_Request 1_
About the immigration thread:
(a) How old does BarbaraE say she is?
(b) Which province does she want to immigrate to?
(c) What does TWP stand for, and for how long would the one Auld Yin mentions be granted?

_Passage to read_
☆ ☆ ☆ ☆ ☆

# Over 55 - can I immigrate?



## BarbaraE (Aug 19, 2013)

I'm 63. I'm a college teacher of English as a Second language and a writer and editor. I would like to immigrate to Nova Scotia. I plan to keep working for at least 7 or 8 more years, probably longer, and would want to teach in Canada. 
Can I get into the country as a landed immigrant? How could I do this? What are the steps? From what I can tell, my age is probably a major barrier. But I very much want to make this move if possible. I have close friends, though no relatives, in Nova Scotia.


----------



## Auld Yin (Mar 10, 2009)

Under, I think, NAFTA there is an agreement that certain occupations in Canada and USA can more easily closes the border to work and live. Teachers are not one of these occupations consequently you'll need to have pre-arranged employment with an employer in Canada willing to seek Government approval to hire you for a 2year TWP (Temporary Work Permit).

☆ ☆ ☆ ☆ ☆

_Information supplied_
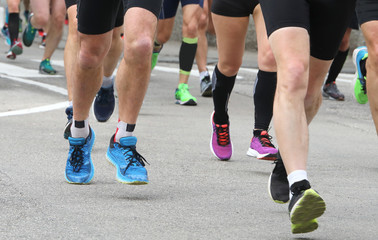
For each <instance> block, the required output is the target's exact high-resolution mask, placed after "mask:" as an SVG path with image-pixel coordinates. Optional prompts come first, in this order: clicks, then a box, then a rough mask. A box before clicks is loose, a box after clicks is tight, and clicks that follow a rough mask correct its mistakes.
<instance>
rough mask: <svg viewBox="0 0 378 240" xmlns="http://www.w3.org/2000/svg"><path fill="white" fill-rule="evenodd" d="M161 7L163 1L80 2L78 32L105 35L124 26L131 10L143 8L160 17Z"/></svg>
mask: <svg viewBox="0 0 378 240" xmlns="http://www.w3.org/2000/svg"><path fill="white" fill-rule="evenodd" d="M161 6H162V0H78V5H77V19H78V30H79V32H81V33H84V34H88V35H94V34H103V33H106V32H108V31H110V30H112V29H113V28H115V27H119V26H122V24H123V17H124V15H125V13H126V11H127V10H128V9H129V8H132V7H139V8H143V9H146V10H148V11H150V12H152V13H153V14H154V15H155V16H156V17H158V16H159V12H160V9H161ZM141 17H143V16H141Z"/></svg>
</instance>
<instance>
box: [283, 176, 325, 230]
mask: <svg viewBox="0 0 378 240" xmlns="http://www.w3.org/2000/svg"><path fill="white" fill-rule="evenodd" d="M290 190H291V192H292V193H293V196H292V198H291V200H290V204H289V214H290V220H291V223H292V225H291V229H292V232H293V233H307V232H312V231H314V230H316V229H317V228H318V224H317V221H316V218H318V217H320V216H321V215H323V213H324V212H325V209H326V205H325V202H324V200H323V199H322V197H320V195H319V193H317V192H316V191H315V190H314V189H312V188H311V186H310V183H309V182H308V181H307V180H302V181H300V182H296V183H294V184H293V185H292V186H291V188H290Z"/></svg>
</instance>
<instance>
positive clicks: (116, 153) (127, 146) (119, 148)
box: [106, 135, 148, 185]
mask: <svg viewBox="0 0 378 240" xmlns="http://www.w3.org/2000/svg"><path fill="white" fill-rule="evenodd" d="M136 143H137V138H136V137H134V136H132V137H123V138H121V139H120V143H117V142H114V135H113V136H112V138H111V139H110V145H109V147H108V151H107V153H106V158H107V159H108V161H109V162H110V163H112V164H113V165H114V166H115V167H116V168H117V180H118V181H119V182H121V183H126V184H132V185H142V184H147V183H148V177H147V170H146V169H145V168H144V166H145V162H146V163H147V161H146V159H144V157H142V155H140V154H139V153H138V152H137V150H136Z"/></svg>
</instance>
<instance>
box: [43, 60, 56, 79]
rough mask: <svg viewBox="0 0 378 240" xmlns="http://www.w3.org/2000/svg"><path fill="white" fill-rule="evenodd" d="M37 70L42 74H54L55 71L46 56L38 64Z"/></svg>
mask: <svg viewBox="0 0 378 240" xmlns="http://www.w3.org/2000/svg"><path fill="white" fill-rule="evenodd" d="M39 72H40V73H42V74H50V75H55V74H56V73H57V71H56V70H55V69H54V68H53V67H52V66H51V63H50V59H49V58H46V59H45V60H43V61H42V62H41V64H39Z"/></svg>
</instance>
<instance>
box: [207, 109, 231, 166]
mask: <svg viewBox="0 0 378 240" xmlns="http://www.w3.org/2000/svg"><path fill="white" fill-rule="evenodd" d="M213 118H214V112H213V113H212V114H211V125H212V127H213V133H212V135H211V140H210V149H211V151H212V152H213V154H214V156H215V157H217V158H218V159H219V160H222V161H226V160H228V159H230V158H231V155H232V143H231V139H230V129H229V127H230V124H222V125H220V124H216V123H214V120H213Z"/></svg>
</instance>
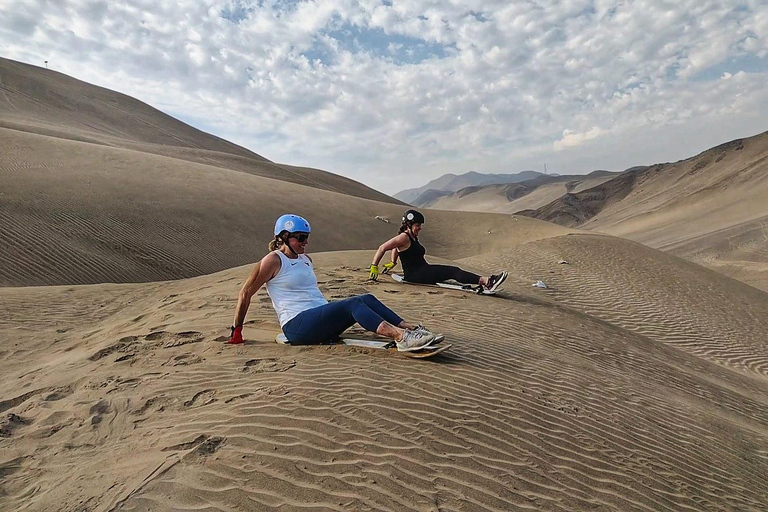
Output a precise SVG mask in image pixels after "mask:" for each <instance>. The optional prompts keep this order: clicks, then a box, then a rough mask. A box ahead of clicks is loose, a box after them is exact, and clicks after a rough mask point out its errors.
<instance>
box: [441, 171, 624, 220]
mask: <svg viewBox="0 0 768 512" xmlns="http://www.w3.org/2000/svg"><path fill="white" fill-rule="evenodd" d="M560 178H561V179H560ZM560 178H559V181H552V182H548V183H544V184H542V185H537V186H536V185H533V184H531V188H532V190H531V191H530V192H528V193H526V194H525V195H523V196H522V197H515V198H510V197H508V195H509V192H510V189H512V188H515V187H516V186H517V187H520V186H521V185H525V184H528V183H531V182H523V183H522V184H513V185H487V186H484V187H480V188H479V189H478V190H476V191H474V192H471V193H462V192H463V191H459V192H457V193H455V194H453V195H450V196H443V197H440V198H438V199H436V200H434V201H432V202H430V203H429V205H428V206H429V208H434V209H438V210H454V211H465V212H494V213H516V212H519V211H522V210H528V209H533V210H535V209H536V208H540V207H542V206H544V205H546V204H549V203H551V202H552V201H555V200H556V199H557V198H559V197H561V196H562V195H564V194H566V193H568V192H580V191H582V190H585V189H588V188H591V187H594V186H596V185H599V184H600V183H604V182H605V181H608V180H610V179H611V178H613V175H609V176H594V177H590V176H578V177H577V176H562V177H560ZM532 181H533V182H536V181H539V180H532Z"/></svg>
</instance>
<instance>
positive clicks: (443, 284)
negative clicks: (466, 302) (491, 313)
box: [391, 274, 496, 295]
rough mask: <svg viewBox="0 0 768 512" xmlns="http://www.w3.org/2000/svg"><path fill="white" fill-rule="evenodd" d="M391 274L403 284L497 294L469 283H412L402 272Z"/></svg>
mask: <svg viewBox="0 0 768 512" xmlns="http://www.w3.org/2000/svg"><path fill="white" fill-rule="evenodd" d="M391 275H392V279H394V280H395V281H397V282H398V283H403V284H412V285H416V286H430V287H432V288H435V287H437V288H447V289H449V290H458V291H460V292H467V293H474V294H475V295H496V292H495V291H493V292H491V291H488V290H483V291H481V292H478V291H477V287H475V286H471V285H468V284H451V283H437V284H422V283H411V282H408V281H406V280H405V278H404V277H403V276H401V275H400V274H391Z"/></svg>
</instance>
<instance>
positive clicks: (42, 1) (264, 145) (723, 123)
mask: <svg viewBox="0 0 768 512" xmlns="http://www.w3.org/2000/svg"><path fill="white" fill-rule="evenodd" d="M0 19H2V20H4V22H3V23H2V24H0V55H3V56H5V57H9V58H14V59H19V60H23V61H26V62H31V63H36V64H42V62H43V61H44V60H48V61H49V65H50V67H52V68H53V69H57V70H60V71H63V72H65V73H68V74H72V75H74V76H76V77H77V78H80V79H83V80H86V81H90V82H95V83H97V84H99V85H102V86H105V87H109V88H112V89H116V90H119V91H121V92H124V93H127V94H131V95H133V96H136V97H138V98H140V99H142V100H144V101H147V102H148V103H150V104H152V105H155V106H158V107H160V108H162V109H163V110H165V111H167V112H169V113H170V114H172V115H178V116H181V117H184V118H185V119H195V120H197V121H199V124H200V126H201V127H202V128H204V129H208V130H209V131H213V132H214V133H216V134H217V135H220V136H223V137H225V138H228V139H230V140H233V141H234V142H237V143H240V144H244V145H246V146H248V147H249V148H251V149H253V150H254V151H256V152H258V153H260V154H262V155H264V156H266V157H267V158H271V159H273V160H277V161H282V162H286V163H296V164H305V165H312V166H316V167H322V168H326V169H328V170H331V171H334V172H339V173H342V174H345V175H348V176H350V177H352V178H355V179H359V180H361V181H363V182H365V183H368V184H370V185H372V186H376V187H380V188H382V189H384V190H386V191H388V192H395V191H397V190H399V189H400V188H406V186H409V184H407V183H404V182H406V181H408V180H417V181H418V183H416V184H422V183H423V182H426V181H427V180H428V179H430V178H432V177H435V176H437V175H439V174H442V173H444V172H449V171H450V172H464V171H465V170H468V169H470V168H473V169H480V170H485V171H488V172H493V171H514V170H520V169H522V168H526V167H528V166H533V164H536V162H544V161H547V162H548V163H549V165H548V167H549V168H550V170H553V171H557V172H563V173H568V172H577V171H579V172H581V171H584V170H591V169H590V167H591V168H592V169H594V168H605V167H609V166H610V165H616V166H624V167H629V166H631V165H634V164H636V163H641V162H636V161H633V160H632V158H636V156H633V155H637V154H638V153H637V151H636V149H637V148H636V146H637V134H638V133H644V134H648V137H647V142H648V144H649V146H648V147H647V148H644V149H645V152H644V153H643V156H644V158H651V159H657V160H662V159H664V158H667V156H668V155H669V154H670V151H672V149H671V148H670V147H669V146H668V145H667V144H666V143H665V141H669V140H675V136H674V134H675V133H681V134H682V133H684V134H686V135H685V137H687V138H686V139H685V140H686V141H687V144H688V146H686V147H682V146H681V147H680V148H679V149H678V152H680V153H681V154H676V155H674V157H677V158H680V157H683V156H686V155H689V154H692V153H695V152H696V151H698V150H700V149H704V147H694V146H697V145H699V146H700V145H702V144H709V142H710V141H711V139H712V138H713V137H714V135H712V133H715V131H711V133H710V132H707V133H709V135H706V136H705V135H701V136H700V137H699V138H696V136H691V137H692V138H691V137H689V136H688V135H687V134H695V133H704V132H705V130H702V129H701V127H702V126H705V125H706V126H712V127H718V129H719V130H721V131H722V130H723V129H724V127H725V126H731V127H732V128H731V130H732V131H731V132H724V131H723V132H722V133H721V134H720V139H722V140H725V139H730V138H734V137H736V136H743V135H747V134H749V131H752V132H757V131H761V130H765V129H768V126H766V125H765V121H764V119H766V118H768V110H766V109H767V107H766V105H768V90H766V88H765V87H764V84H765V83H766V81H767V80H766V79H767V78H768V73H767V72H766V69H768V62H765V61H766V59H768V5H766V3H765V2H755V1H750V0H739V1H737V2H726V1H724V0H678V1H677V2H675V3H670V2H666V1H662V0H642V1H641V0H638V1H635V2H622V1H616V0H567V1H557V0H546V1H541V2H537V3H535V4H534V3H530V2H509V1H507V0H498V1H497V0H484V1H480V0H472V1H470V0H465V1H456V2H442V1H439V0H411V1H409V2H401V1H395V2H384V1H378V0H360V1H355V0H323V1H322V2H320V1H288V0H266V1H256V0H207V1H205V2H200V1H198V0H178V1H177V2H163V1H161V2H158V1H156V0H139V1H133V2H130V3H121V2H111V1H109V2H108V1H106V0H104V1H95V0H77V1H76V0H62V1H61V2H49V1H46V0H17V1H15V2H13V5H12V6H11V4H10V3H3V4H0ZM745 59H747V60H748V59H751V62H753V63H754V62H756V61H760V59H763V62H765V63H764V64H763V68H762V69H758V68H759V67H758V68H755V69H751V70H749V71H748V72H745V73H740V72H741V71H744V69H742V67H740V66H741V63H743V62H746V60H745ZM754 67H755V66H753V68H754ZM728 77H730V78H729V79H727V80H726V79H720V78H728ZM733 116H742V121H743V122H742V123H740V124H739V123H731V122H730V120H731V119H732V118H733ZM598 126H599V128H597V127H598ZM564 128H567V129H568V130H567V131H565V132H564V131H563V129H564ZM748 130H749V131H748ZM745 132H746V133H745ZM653 134H657V137H653V136H652V135H653ZM661 134H665V135H664V137H665V138H664V140H662V138H661ZM588 140H593V141H594V142H591V143H589V144H584V142H586V141H588ZM553 141H555V142H554V144H553ZM609 141H610V143H609ZM712 142H713V143H717V142H718V140H714V141H712ZM598 146H599V147H601V148H603V147H605V148H609V149H606V150H605V151H595V148H596V147H598ZM590 155H592V156H590ZM654 155H655V156H654ZM590 158H591V160H590ZM558 162H560V163H558ZM574 162H581V163H580V164H578V165H580V166H581V167H578V166H576V165H575V164H574ZM643 163H652V162H647V161H646V162H643ZM577 167H578V168H577ZM584 167H586V168H584ZM414 176H415V178H414Z"/></svg>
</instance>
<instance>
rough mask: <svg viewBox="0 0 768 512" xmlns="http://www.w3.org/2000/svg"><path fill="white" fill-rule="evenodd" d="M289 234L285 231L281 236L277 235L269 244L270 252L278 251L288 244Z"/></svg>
mask: <svg viewBox="0 0 768 512" xmlns="http://www.w3.org/2000/svg"><path fill="white" fill-rule="evenodd" d="M287 235H288V232H287V231H283V232H282V233H280V234H279V235H275V238H273V239H272V240H271V241H270V242H269V252H272V251H276V250H277V249H279V248H280V246H281V245H283V244H284V243H285V242H286V239H287Z"/></svg>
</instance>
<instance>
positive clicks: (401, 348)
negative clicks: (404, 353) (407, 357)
mask: <svg viewBox="0 0 768 512" xmlns="http://www.w3.org/2000/svg"><path fill="white" fill-rule="evenodd" d="M433 343H435V340H430V341H429V343H425V344H424V345H419V346H418V347H409V348H400V347H397V351H398V352H416V351H417V350H424V349H425V348H429V346H430V345H431V344H433Z"/></svg>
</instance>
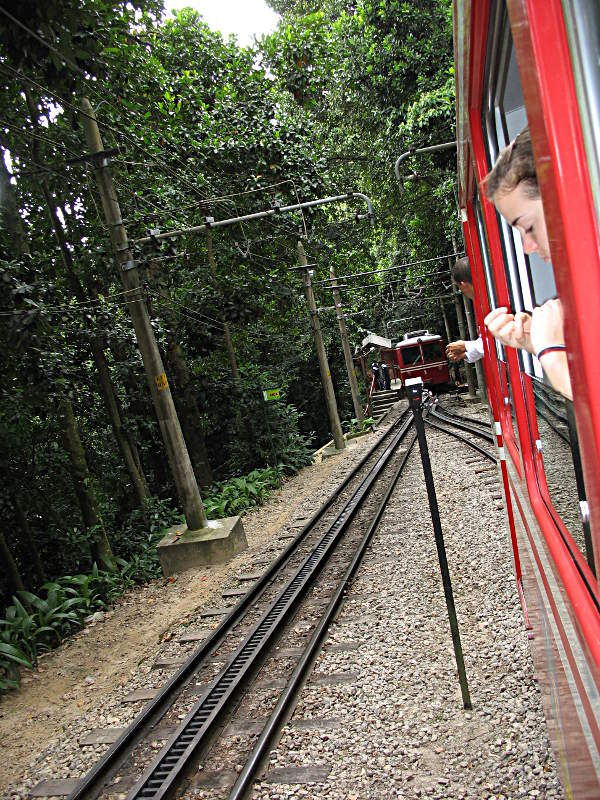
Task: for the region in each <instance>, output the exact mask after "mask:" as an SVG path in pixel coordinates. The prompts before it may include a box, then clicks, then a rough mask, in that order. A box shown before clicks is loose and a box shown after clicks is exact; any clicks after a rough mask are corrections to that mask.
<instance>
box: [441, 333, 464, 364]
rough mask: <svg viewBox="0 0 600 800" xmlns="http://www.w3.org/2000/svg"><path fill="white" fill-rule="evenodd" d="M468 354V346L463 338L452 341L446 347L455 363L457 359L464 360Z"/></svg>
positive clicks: (450, 357) (447, 351)
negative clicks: (467, 353) (448, 344)
mask: <svg viewBox="0 0 600 800" xmlns="http://www.w3.org/2000/svg"><path fill="white" fill-rule="evenodd" d="M466 354H467V348H466V346H465V343H464V342H463V341H462V340H461V339H459V340H458V341H456V342H450V344H449V345H448V346H447V347H446V355H447V356H448V358H449V360H450V361H452V362H453V363H454V364H455V363H456V362H457V361H462V360H463V358H464V357H465V356H466Z"/></svg>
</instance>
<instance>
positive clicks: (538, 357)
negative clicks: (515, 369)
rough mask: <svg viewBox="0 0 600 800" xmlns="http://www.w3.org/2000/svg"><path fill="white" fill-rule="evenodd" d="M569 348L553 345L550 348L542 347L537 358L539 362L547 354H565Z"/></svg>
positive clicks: (558, 344)
mask: <svg viewBox="0 0 600 800" xmlns="http://www.w3.org/2000/svg"><path fill="white" fill-rule="evenodd" d="M566 349H567V348H566V347H565V345H564V344H552V345H550V346H549V347H542V349H541V350H540V352H539V353H537V355H536V358H537V360H538V361H539V360H540V358H541V357H542V356H544V355H546V353H554V352H564V351H565V350H566Z"/></svg>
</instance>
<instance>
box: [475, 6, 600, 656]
mask: <svg viewBox="0 0 600 800" xmlns="http://www.w3.org/2000/svg"><path fill="white" fill-rule="evenodd" d="M485 5H486V6H487V3H486V4H485ZM482 8H483V4H482V6H481V7H478V8H477V12H478V13H475V9H474V10H473V18H472V38H471V64H472V67H473V72H472V73H471V76H470V77H471V80H470V93H469V119H470V126H471V137H472V144H473V153H474V156H475V168H476V173H477V178H478V180H479V181H481V180H482V179H483V178H484V177H485V175H486V174H487V172H488V165H487V161H486V156H485V149H484V142H483V131H482V127H481V97H482V88H483V70H484V63H485V47H486V41H487V24H488V20H487V15H486V16H485V17H484V16H483V13H482ZM488 10H489V7H488ZM538 10H539V12H540V13H541V14H542V15H543V14H546V13H547V9H546V6H544V9H541V8H539V7H538ZM480 12H481V13H480ZM551 41H552V40H550V42H551ZM549 49H550V50H552V47H550V48H549ZM475 67H477V70H476V71H475ZM522 77H523V76H522ZM525 99H526V102H527V94H526V95H525ZM528 112H529V108H528ZM544 166H546V164H544ZM544 171H545V170H544V169H541V170H540V172H542V173H543V172H544ZM481 205H482V211H483V216H484V222H485V226H486V230H487V234H488V243H489V247H490V252H491V260H492V268H493V271H494V278H495V282H496V292H497V299H498V302H499V304H500V305H506V306H509V305H510V303H509V294H508V287H507V284H506V277H505V274H504V268H503V256H502V248H501V244H500V235H499V231H498V225H497V222H496V212H495V210H494V207H493V206H492V205H491V203H490V202H489V201H488V200H486V198H485V197H483V196H482V197H481ZM598 275H599V277H600V271H599V273H598ZM559 288H560V287H559ZM599 298H600V295H599ZM596 313H597V312H596ZM589 319H590V320H592V319H594V317H589ZM506 356H507V360H508V366H509V371H510V376H511V381H512V387H513V399H514V408H515V415H516V418H517V424H518V427H519V431H520V434H521V457H522V462H523V472H524V477H525V480H526V483H527V488H528V492H529V497H530V501H531V505H532V509H533V511H534V513H535V515H536V517H537V519H538V522H539V524H540V528H541V529H542V531H543V534H544V537H545V539H546V542H547V543H548V547H549V550H550V552H551V554H552V557H553V559H554V562H555V564H556V566H557V569H558V571H559V573H560V576H561V580H562V582H563V584H564V586H565V589H566V591H567V593H568V596H569V599H570V602H571V604H572V607H573V610H574V613H575V615H576V618H577V622H578V625H579V627H580V630H581V631H582V634H583V637H584V638H585V640H586V642H587V644H588V646H589V649H590V652H591V654H592V657H593V659H594V661H595V663H596V664H597V665H598V666H600V618H599V616H598V612H597V608H596V605H595V604H594V602H593V600H592V598H591V597H590V595H589V593H588V592H587V589H586V588H585V587H584V585H583V583H582V581H581V578H580V576H579V573H578V572H577V569H576V567H575V565H574V564H573V562H572V560H571V557H570V555H569V553H568V551H567V549H566V547H565V545H564V542H563V541H562V539H561V538H560V536H559V534H558V531H557V529H556V525H555V522H554V520H553V519H552V516H551V514H550V512H549V511H548V508H547V506H546V504H545V502H544V500H543V498H542V496H541V494H540V491H539V487H538V484H537V475H536V472H535V463H534V454H533V452H532V447H531V441H530V438H529V432H528V418H527V410H526V408H525V399H524V396H523V393H522V391H520V386H521V383H520V372H519V364H518V359H517V353H516V351H515V350H513V349H512V348H510V347H508V348H506ZM598 387H599V388H600V379H599V382H598ZM599 422H600V421H599ZM599 433H600V431H599ZM582 435H583V431H582ZM588 449H589V448H588ZM594 454H596V452H595V453H594ZM587 477H588V475H587V472H586V478H587ZM593 483H594V485H595V488H596V490H597V484H598V477H597V475H595V476H594V477H593ZM596 553H598V551H597V549H596Z"/></svg>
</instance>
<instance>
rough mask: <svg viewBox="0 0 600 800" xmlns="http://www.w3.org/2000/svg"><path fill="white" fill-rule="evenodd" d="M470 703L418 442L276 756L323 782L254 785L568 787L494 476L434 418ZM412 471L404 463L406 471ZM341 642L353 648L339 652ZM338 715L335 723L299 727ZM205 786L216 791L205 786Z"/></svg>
mask: <svg viewBox="0 0 600 800" xmlns="http://www.w3.org/2000/svg"><path fill="white" fill-rule="evenodd" d="M427 436H428V441H429V446H430V451H431V458H432V462H433V468H434V476H435V481H436V487H437V494H438V502H439V506H440V512H441V517H442V524H443V529H444V536H445V542H446V548H447V554H448V560H449V564H450V572H451V577H452V581H453V589H454V596H455V602H456V608H457V614H458V620H459V626H460V632H461V638H462V644H463V649H464V655H465V662H466V670H467V676H468V680H469V687H470V692H471V699H472V703H473V709H472V710H471V711H468V712H465V711H464V709H463V707H462V702H461V696H460V689H459V686H458V680H457V677H456V667H455V661H454V653H453V649H452V642H451V638H450V633H449V625H448V619H447V613H446V606H445V602H444V595H443V590H442V586H441V579H440V574H439V567H438V561H437V554H436V550H435V543H434V539H433V531H432V527H431V523H430V518H429V511H428V506H427V498H426V493H425V487H424V482H423V476H422V470H421V465H420V459H419V456H418V451H415V452H414V453H413V455H412V456H411V459H410V462H409V470H410V475H411V480H410V481H408V480H405V481H403V482H402V483H401V484H400V485H399V487H398V489H397V491H396V492H395V494H394V496H393V498H392V499H391V501H390V505H389V509H388V511H387V513H386V516H385V517H384V520H383V523H382V525H381V527H380V530H379V532H378V534H377V536H376V538H375V540H374V542H373V547H372V548H371V551H370V553H369V555H368V556H367V558H366V560H365V563H364V566H363V568H362V569H361V571H360V572H359V574H358V576H357V579H356V581H355V583H354V586H353V588H352V590H351V592H350V593H349V595H348V598H347V601H346V603H345V605H344V607H343V609H342V612H341V613H340V615H339V617H338V619H337V621H336V624H335V626H334V629H333V630H332V633H331V636H330V639H329V641H328V642H327V644H326V645H325V647H324V649H323V651H322V654H321V656H320V658H319V660H318V661H317V663H316V665H315V673H318V674H320V675H322V674H333V673H340V672H344V671H347V672H352V673H353V674H355V676H356V678H355V680H354V681H353V682H352V683H350V684H345V683H340V684H338V685H333V686H323V685H319V686H313V685H311V682H310V681H309V682H308V684H307V686H306V687H305V690H304V692H303V694H302V696H301V698H300V701H299V703H298V706H297V708H296V711H295V713H294V716H293V719H292V720H291V722H290V724H289V725H288V726H287V727H286V728H285V730H284V732H283V736H282V739H281V741H280V743H279V746H278V747H277V749H276V750H275V751H274V752H273V753H272V755H271V759H270V765H269V769H270V770H271V771H272V774H273V775H274V776H276V775H277V772H276V770H277V769H278V768H281V767H286V766H289V765H290V764H293V765H295V766H306V767H308V766H321V767H323V766H326V767H329V768H330V771H329V773H328V775H327V777H326V779H324V780H322V782H321V783H311V784H308V783H307V784H303V785H300V784H296V785H294V784H290V783H280V784H276V783H275V784H273V783H268V782H267V781H266V780H263V782H262V783H260V784H259V785H258V786H257V787H256V789H255V791H254V795H253V796H254V797H255V798H265V799H266V798H269V799H270V800H274V798H295V797H298V798H300V797H327V798H336V799H337V798H339V800H342V799H343V800H352V798H354V800H359V798H360V799H361V800H362V798H390V797H398V798H424V797H427V798H489V799H490V800H492V798H496V800H501V798H504V799H505V800H509V799H510V800H514V798H526V797H527V798H529V797H531V798H534V797H539V798H562V797H563V791H562V788H561V786H560V783H559V781H558V778H557V772H556V766H555V762H554V758H553V755H552V752H551V749H550V744H549V740H548V736H547V732H546V725H545V720H544V714H543V710H542V706H541V701H540V694H539V691H538V687H537V683H536V680H535V675H534V669H533V664H532V661H531V657H530V653H529V647H528V639H527V632H526V630H525V627H524V623H523V616H522V612H521V608H520V604H519V599H518V594H517V589H516V585H515V579H514V570H513V563H512V553H511V549H510V544H509V539H508V532H507V529H506V526H505V522H504V515H503V512H501V511H499V510H498V509H497V502H496V501H494V500H493V499H492V494H496V493H497V492H498V488H499V485H500V484H499V482H498V483H497V484H496V486H492V485H484V484H483V482H482V481H480V480H479V481H478V480H477V477H478V476H477V475H476V474H475V469H476V468H478V467H481V465H482V464H485V462H484V461H483V459H482V461H481V463H480V464H471V465H467V464H466V463H465V461H466V460H470V459H471V457H472V453H469V451H468V450H467V448H466V446H463V445H461V444H457V443H456V441H455V440H453V439H451V438H450V437H447V436H445V435H444V434H442V433H439V432H437V431H433V430H432V429H431V428H428V430H427ZM407 474H408V473H407ZM344 641H353V642H356V641H358V642H360V647H359V649H355V650H351V651H346V652H344V651H339V649H338V650H336V648H334V647H332V645H333V644H335V643H338V644H339V643H341V642H344ZM310 718H325V719H327V718H331V719H335V720H337V721H339V724H338V725H336V726H334V727H332V728H330V729H327V730H314V729H313V730H305V731H303V730H299V728H298V725H297V723H298V722H299V721H300V720H306V719H310ZM198 796H200V797H203V796H204V797H207V798H208V797H216V796H217V795H216V794H210V793H204V794H203V793H199V794H198Z"/></svg>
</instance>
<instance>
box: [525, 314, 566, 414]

☆ ☆ ☆ ☆ ☆

_Request 2_
Could you quote the entries word for word, starting with their first line and going on through the line with "7L163 1L80 2L78", both ends included, and leave the picture out of your answer?

_Problem solution 1_
(a) 63.
(b) Nova Scotia.
(c) Temporary Work Permit, for 2 years.

_Problem solution 2_
For each <instance> block, the required output is the target's exact high-resolution mask, placed after "mask:" as an SVG path with image-pixel coordinates. Optional prompts come first, in this order: clicks, then a box, then a rough mask. A box before clicks is loose, a box after clicks is tight, and clicks that follow a rough mask correct its mistakes.
<instance>
rough mask: <svg viewBox="0 0 378 240" xmlns="http://www.w3.org/2000/svg"><path fill="white" fill-rule="evenodd" d="M161 7L163 1L80 2L78 32L105 35L124 26L131 10L143 8L160 17Z"/></svg>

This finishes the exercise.